● **Work instructions**
Copy each line of the rows below that contains the string "building". Treat uppercase and lowercase letters as different.

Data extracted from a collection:
* * *

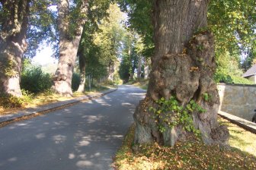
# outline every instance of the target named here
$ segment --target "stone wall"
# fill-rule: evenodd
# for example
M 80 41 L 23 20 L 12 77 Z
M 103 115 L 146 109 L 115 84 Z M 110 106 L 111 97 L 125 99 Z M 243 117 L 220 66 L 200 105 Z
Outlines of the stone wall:
M 256 86 L 218 84 L 220 105 L 222 112 L 251 121 L 256 109 Z

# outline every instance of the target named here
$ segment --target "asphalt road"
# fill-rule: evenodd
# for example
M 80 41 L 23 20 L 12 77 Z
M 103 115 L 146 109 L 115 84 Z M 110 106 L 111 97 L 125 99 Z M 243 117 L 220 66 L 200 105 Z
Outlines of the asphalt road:
M 0 128 L 0 170 L 111 169 L 145 91 L 131 86 Z

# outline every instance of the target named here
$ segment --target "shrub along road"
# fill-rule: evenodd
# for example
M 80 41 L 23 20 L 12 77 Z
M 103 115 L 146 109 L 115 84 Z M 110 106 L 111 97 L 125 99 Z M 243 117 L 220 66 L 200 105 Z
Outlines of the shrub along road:
M 0 169 L 111 169 L 145 91 L 117 91 L 0 128 Z

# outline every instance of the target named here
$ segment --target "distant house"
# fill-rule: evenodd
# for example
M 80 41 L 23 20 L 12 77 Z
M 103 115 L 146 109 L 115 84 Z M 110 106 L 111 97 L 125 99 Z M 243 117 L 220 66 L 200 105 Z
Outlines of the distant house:
M 248 70 L 242 77 L 256 83 L 256 65 L 254 65 L 249 70 Z

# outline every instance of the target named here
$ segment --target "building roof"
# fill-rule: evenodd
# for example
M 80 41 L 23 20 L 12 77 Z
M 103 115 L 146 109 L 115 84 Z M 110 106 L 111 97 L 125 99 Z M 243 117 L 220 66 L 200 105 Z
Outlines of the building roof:
M 248 70 L 242 77 L 246 77 L 256 74 L 256 65 L 254 65 L 249 70 Z

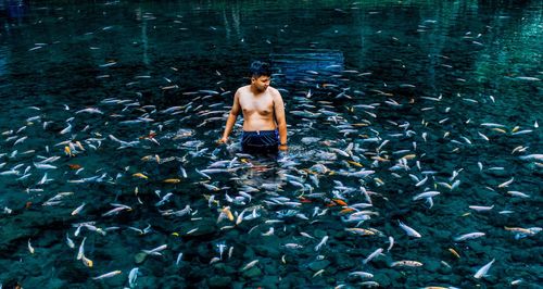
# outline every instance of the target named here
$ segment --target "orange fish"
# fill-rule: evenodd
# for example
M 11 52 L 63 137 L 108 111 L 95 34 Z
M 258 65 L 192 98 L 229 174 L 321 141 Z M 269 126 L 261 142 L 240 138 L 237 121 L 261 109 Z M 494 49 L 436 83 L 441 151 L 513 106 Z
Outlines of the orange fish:
M 78 164 L 68 164 L 68 166 L 70 166 L 70 168 L 72 168 L 72 169 L 79 169 L 79 168 L 81 168 L 81 166 L 80 166 L 80 165 L 78 165 Z
M 148 176 L 146 176 L 146 175 L 143 175 L 141 173 L 136 173 L 136 174 L 132 175 L 132 177 L 139 177 L 139 178 L 144 178 L 144 179 L 149 178 Z
M 339 204 L 339 205 L 346 205 L 345 201 L 340 200 L 340 199 L 333 199 L 332 201 L 333 201 L 334 203 Z
M 345 208 L 340 211 L 340 215 L 349 214 L 351 212 L 354 212 L 355 210 L 353 208 Z
M 312 203 L 313 201 L 310 200 L 310 199 L 305 199 L 305 198 L 302 197 L 302 198 L 300 198 L 300 202 L 302 202 L 302 203 Z
M 72 152 L 68 146 L 64 147 L 64 153 L 68 156 L 74 156 L 74 153 Z
M 166 178 L 163 181 L 166 184 L 177 184 L 177 183 L 180 183 L 181 180 L 178 178 Z

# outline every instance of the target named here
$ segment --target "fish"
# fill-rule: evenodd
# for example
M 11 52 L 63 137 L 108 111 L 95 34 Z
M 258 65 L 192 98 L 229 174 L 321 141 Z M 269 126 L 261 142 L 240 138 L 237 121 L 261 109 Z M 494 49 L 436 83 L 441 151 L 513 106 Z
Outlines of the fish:
M 482 266 L 480 269 L 477 271 L 477 273 L 473 275 L 473 278 L 480 279 L 482 277 L 487 276 L 487 273 L 489 272 L 490 267 L 492 264 L 494 264 L 495 259 L 492 259 L 487 265 Z
M 132 177 L 137 177 L 137 178 L 143 178 L 143 179 L 149 179 L 148 176 L 146 176 L 144 174 L 142 173 L 136 173 L 136 174 L 132 174 Z
M 364 261 L 362 261 L 362 263 L 367 264 L 369 261 L 374 260 L 375 257 L 382 255 L 382 251 L 383 251 L 382 248 L 375 250 L 371 254 L 369 254 L 366 259 L 364 259 Z
M 459 242 L 459 241 L 465 241 L 469 239 L 476 239 L 485 236 L 487 234 L 480 233 L 480 231 L 475 231 L 475 233 L 469 233 L 469 234 L 464 234 L 458 237 L 455 237 L 454 240 Z
M 86 203 L 81 203 L 74 211 L 72 211 L 72 215 L 75 216 L 75 215 L 79 214 L 83 211 L 83 209 L 85 208 L 85 205 L 86 205 Z
M 315 251 L 319 251 L 320 248 L 323 248 L 323 246 L 325 246 L 327 241 L 328 241 L 328 236 L 323 237 L 320 242 L 317 246 L 315 246 Z
M 244 265 L 240 271 L 241 272 L 248 271 L 248 269 L 254 267 L 258 262 L 260 262 L 258 260 L 253 260 L 253 261 L 249 262 L 247 265 Z
M 425 191 L 422 193 L 419 193 L 419 194 L 413 197 L 413 200 L 416 201 L 416 200 L 420 200 L 420 199 L 432 198 L 432 197 L 435 197 L 440 193 L 441 192 L 439 192 L 439 191 Z
M 138 285 L 137 282 L 138 275 L 140 275 L 138 267 L 130 269 L 130 273 L 128 273 L 128 286 L 130 288 L 136 288 L 136 286 Z
M 121 273 L 123 273 L 123 272 L 118 271 L 118 269 L 117 271 L 112 271 L 110 273 L 105 273 L 105 274 L 102 274 L 100 276 L 93 277 L 92 279 L 93 280 L 100 280 L 100 279 L 103 279 L 103 278 L 111 278 L 111 277 L 119 275 Z
M 402 267 L 420 267 L 422 265 L 424 264 L 421 262 L 412 261 L 412 260 L 402 260 L 402 261 L 392 262 L 390 264 L 391 267 L 397 267 L 397 266 L 402 266 Z
M 415 238 L 422 237 L 418 231 L 416 231 L 412 227 L 409 227 L 409 226 L 405 225 L 404 223 L 402 223 L 402 221 L 397 221 L 397 223 L 399 223 L 400 227 L 407 234 L 407 236 L 415 237 Z
M 36 250 L 34 250 L 34 247 L 30 244 L 30 239 L 28 239 L 28 252 L 30 252 L 30 254 L 34 254 L 36 252 Z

* * *

● **Result for this exercise**
$ segment --target "building roof"
Outlines of the building roof:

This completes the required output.